Required action: Transcribe the records word for word. Leave every picture out.

Given records:
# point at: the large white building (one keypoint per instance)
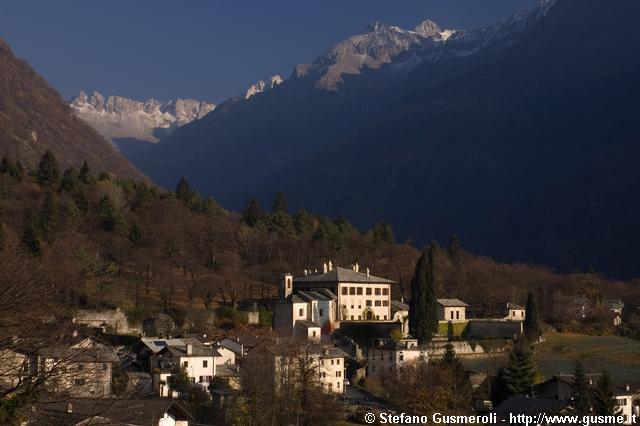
(329, 297)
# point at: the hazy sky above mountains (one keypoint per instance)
(204, 49)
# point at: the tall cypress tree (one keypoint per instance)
(581, 392)
(604, 397)
(431, 298)
(5, 165)
(3, 237)
(453, 249)
(531, 324)
(417, 304)
(519, 374)
(48, 172)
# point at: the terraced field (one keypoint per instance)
(559, 353)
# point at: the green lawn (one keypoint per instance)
(560, 351)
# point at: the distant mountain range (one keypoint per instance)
(522, 137)
(117, 117)
(34, 118)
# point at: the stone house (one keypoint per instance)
(386, 357)
(80, 370)
(195, 358)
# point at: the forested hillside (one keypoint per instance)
(103, 242)
(34, 118)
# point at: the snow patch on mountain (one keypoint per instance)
(119, 117)
(261, 86)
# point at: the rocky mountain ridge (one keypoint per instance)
(119, 117)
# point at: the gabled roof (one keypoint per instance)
(308, 324)
(397, 305)
(145, 412)
(519, 404)
(342, 275)
(316, 295)
(452, 303)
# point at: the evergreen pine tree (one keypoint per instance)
(183, 191)
(17, 171)
(30, 238)
(85, 174)
(531, 326)
(280, 204)
(519, 374)
(69, 180)
(47, 219)
(431, 298)
(109, 216)
(135, 234)
(383, 232)
(417, 304)
(253, 214)
(581, 392)
(604, 397)
(48, 173)
(304, 222)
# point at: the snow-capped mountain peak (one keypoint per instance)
(119, 117)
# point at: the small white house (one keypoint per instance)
(452, 310)
(515, 312)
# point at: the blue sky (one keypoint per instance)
(203, 49)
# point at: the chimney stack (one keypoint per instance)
(286, 286)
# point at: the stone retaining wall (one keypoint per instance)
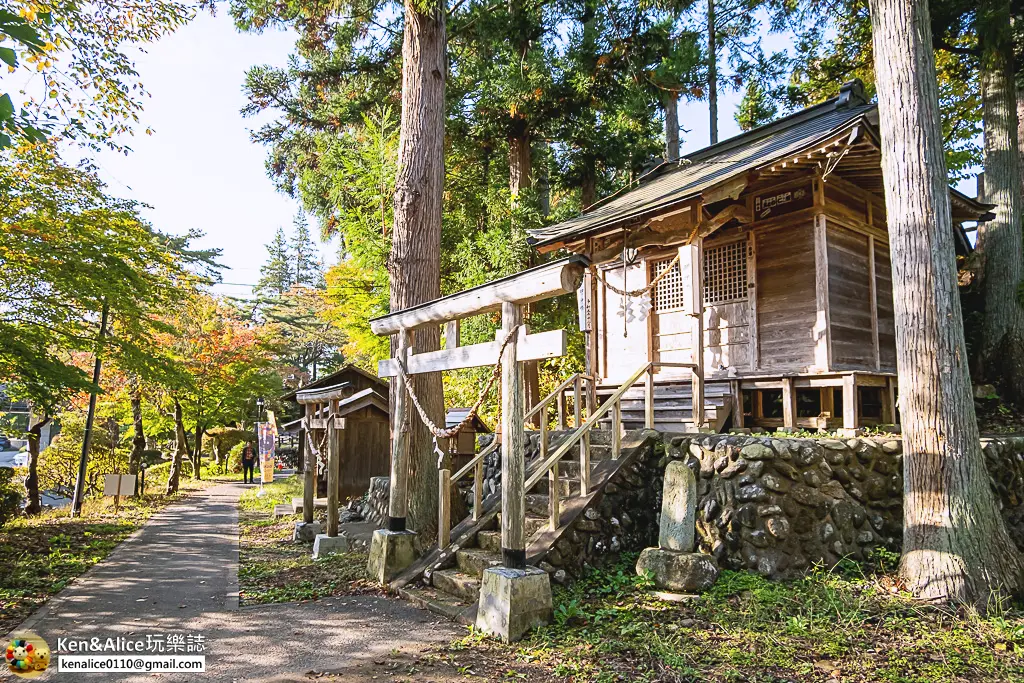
(780, 506)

Exercise output:
# point at: the large white building (one keypoint per instance)
(329, 297)
# point at: the hazy sky above mountains (one keypoint per instance)
(204, 49)
# point at: the tall cypress tree (one keypoint per instance)
(581, 392)
(604, 397)
(431, 298)
(5, 165)
(3, 237)
(453, 249)
(531, 324)
(417, 304)
(519, 374)
(48, 172)
# point at: the terraced field (one keypoint per instance)
(559, 353)
# point at: the green lawn (one keypoint per instance)
(560, 351)
# point at: the distant mountain range (one keypoint per instance)
(522, 137)
(117, 117)
(34, 118)
# point at: the stone house (one keypoint per instance)
(386, 357)
(80, 370)
(195, 358)
# point at: the forested hillside (one keypoint per instance)
(103, 242)
(34, 118)
# point at: the snow patch on mountain (one keypoint per instance)
(119, 117)
(261, 86)
# point at: the rocky mountain ridge (one keypoint per instance)
(119, 117)
# point at: the gabled roof (one keypoint per instance)
(308, 324)
(397, 305)
(145, 412)
(519, 404)
(342, 275)
(316, 295)
(452, 303)
# point at: the evergreen pine tree (one keypoint per instance)
(183, 191)
(17, 171)
(30, 238)
(85, 174)
(531, 326)
(280, 204)
(519, 374)
(69, 180)
(47, 219)
(431, 298)
(109, 216)
(135, 234)
(383, 232)
(417, 304)
(253, 214)
(581, 392)
(604, 397)
(48, 173)
(304, 222)
# point at: the snow-capped mountain peak (one keypoint per instance)
(119, 117)
# point at: the small white house (one keypoint per instance)
(452, 310)
(515, 312)
# point at: the blue sky (one keypoint per instance)
(203, 49)
# point at: the chimney stack (one keypoint per instance)
(286, 286)
# point at: the stone retaining wall (one keypoint per instance)
(780, 506)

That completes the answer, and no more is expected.